GIVEN INFORMATION:

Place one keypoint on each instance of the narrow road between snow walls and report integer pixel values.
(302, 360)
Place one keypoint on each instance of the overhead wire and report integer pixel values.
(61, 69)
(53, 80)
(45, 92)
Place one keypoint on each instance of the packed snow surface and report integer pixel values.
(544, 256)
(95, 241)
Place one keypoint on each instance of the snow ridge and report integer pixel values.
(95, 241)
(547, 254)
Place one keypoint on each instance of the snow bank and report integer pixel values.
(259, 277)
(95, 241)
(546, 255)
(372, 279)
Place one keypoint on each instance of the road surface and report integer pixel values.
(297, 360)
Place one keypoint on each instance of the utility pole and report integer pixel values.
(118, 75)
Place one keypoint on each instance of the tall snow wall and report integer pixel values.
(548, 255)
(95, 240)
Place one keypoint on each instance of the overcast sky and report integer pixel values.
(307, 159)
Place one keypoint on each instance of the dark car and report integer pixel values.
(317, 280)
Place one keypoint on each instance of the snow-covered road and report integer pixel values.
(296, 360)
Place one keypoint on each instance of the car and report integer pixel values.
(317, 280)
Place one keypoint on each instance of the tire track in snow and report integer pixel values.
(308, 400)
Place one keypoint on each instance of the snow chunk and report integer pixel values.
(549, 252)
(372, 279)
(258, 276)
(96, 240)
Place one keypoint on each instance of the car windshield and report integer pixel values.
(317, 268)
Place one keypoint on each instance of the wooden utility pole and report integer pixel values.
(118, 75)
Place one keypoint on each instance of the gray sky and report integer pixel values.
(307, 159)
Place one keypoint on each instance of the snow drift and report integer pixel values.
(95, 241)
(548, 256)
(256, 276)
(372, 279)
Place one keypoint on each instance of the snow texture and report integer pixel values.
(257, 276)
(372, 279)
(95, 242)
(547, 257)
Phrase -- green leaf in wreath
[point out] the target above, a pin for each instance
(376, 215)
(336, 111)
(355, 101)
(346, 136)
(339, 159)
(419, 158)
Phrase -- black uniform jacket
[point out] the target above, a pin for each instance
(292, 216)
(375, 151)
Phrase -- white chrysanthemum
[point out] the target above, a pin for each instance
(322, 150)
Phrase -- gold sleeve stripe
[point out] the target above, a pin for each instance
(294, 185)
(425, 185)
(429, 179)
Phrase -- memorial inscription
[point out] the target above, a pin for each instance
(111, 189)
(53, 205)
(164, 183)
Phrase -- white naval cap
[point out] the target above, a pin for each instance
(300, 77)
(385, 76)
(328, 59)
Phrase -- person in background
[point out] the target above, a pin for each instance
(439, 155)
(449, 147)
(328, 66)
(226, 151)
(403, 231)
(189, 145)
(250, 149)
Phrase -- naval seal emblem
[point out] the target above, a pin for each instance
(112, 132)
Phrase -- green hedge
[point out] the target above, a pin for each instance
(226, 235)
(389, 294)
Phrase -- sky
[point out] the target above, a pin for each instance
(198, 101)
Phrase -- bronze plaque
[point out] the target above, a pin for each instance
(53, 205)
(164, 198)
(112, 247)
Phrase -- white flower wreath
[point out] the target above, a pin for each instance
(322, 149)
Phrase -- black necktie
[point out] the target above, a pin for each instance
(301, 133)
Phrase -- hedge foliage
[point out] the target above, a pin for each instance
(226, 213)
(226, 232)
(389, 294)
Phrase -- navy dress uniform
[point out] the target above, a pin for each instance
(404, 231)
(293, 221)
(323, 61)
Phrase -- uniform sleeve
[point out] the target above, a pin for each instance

WRITTEN INSTRUCTION: Print the items verbatim, starting with the line containing "Phrase -- person in background" and continuing through the last line of the items.

PROBLEM SOLUTION:
Phrase -- person in background
[point out] the target above, a pin for each instance
(439, 155)
(449, 147)
(328, 66)
(226, 151)
(403, 231)
(189, 145)
(250, 149)
Phrase -- naval seal emblem
[point out] the target above, a pin for each instance
(112, 132)
Phrase -- green hedge
[point out] the target above, a pin for each instance
(226, 235)
(389, 294)
Phrase -- sky
[point out] the target above, a pin for each instance
(198, 101)
Phrase -- bronze plaque
[point out] the target above, a pin for each instance
(53, 205)
(164, 198)
(112, 247)
Phrase -- white flower wreath
[point out] the target above, a pin for each instance
(322, 149)
Phrase -- black necktie
[point out] the target above, a pin for each instance
(301, 133)
Phrase -- hedge foliage
[point out] the target above, a pin for each instance
(226, 213)
(226, 232)
(389, 294)
Phrase -- navy dress uniform
[point out] the target above, a pin for each instance
(404, 231)
(293, 221)
(323, 61)
Phrase -- uniform sleeve
[point out] the target above, a pin for each instance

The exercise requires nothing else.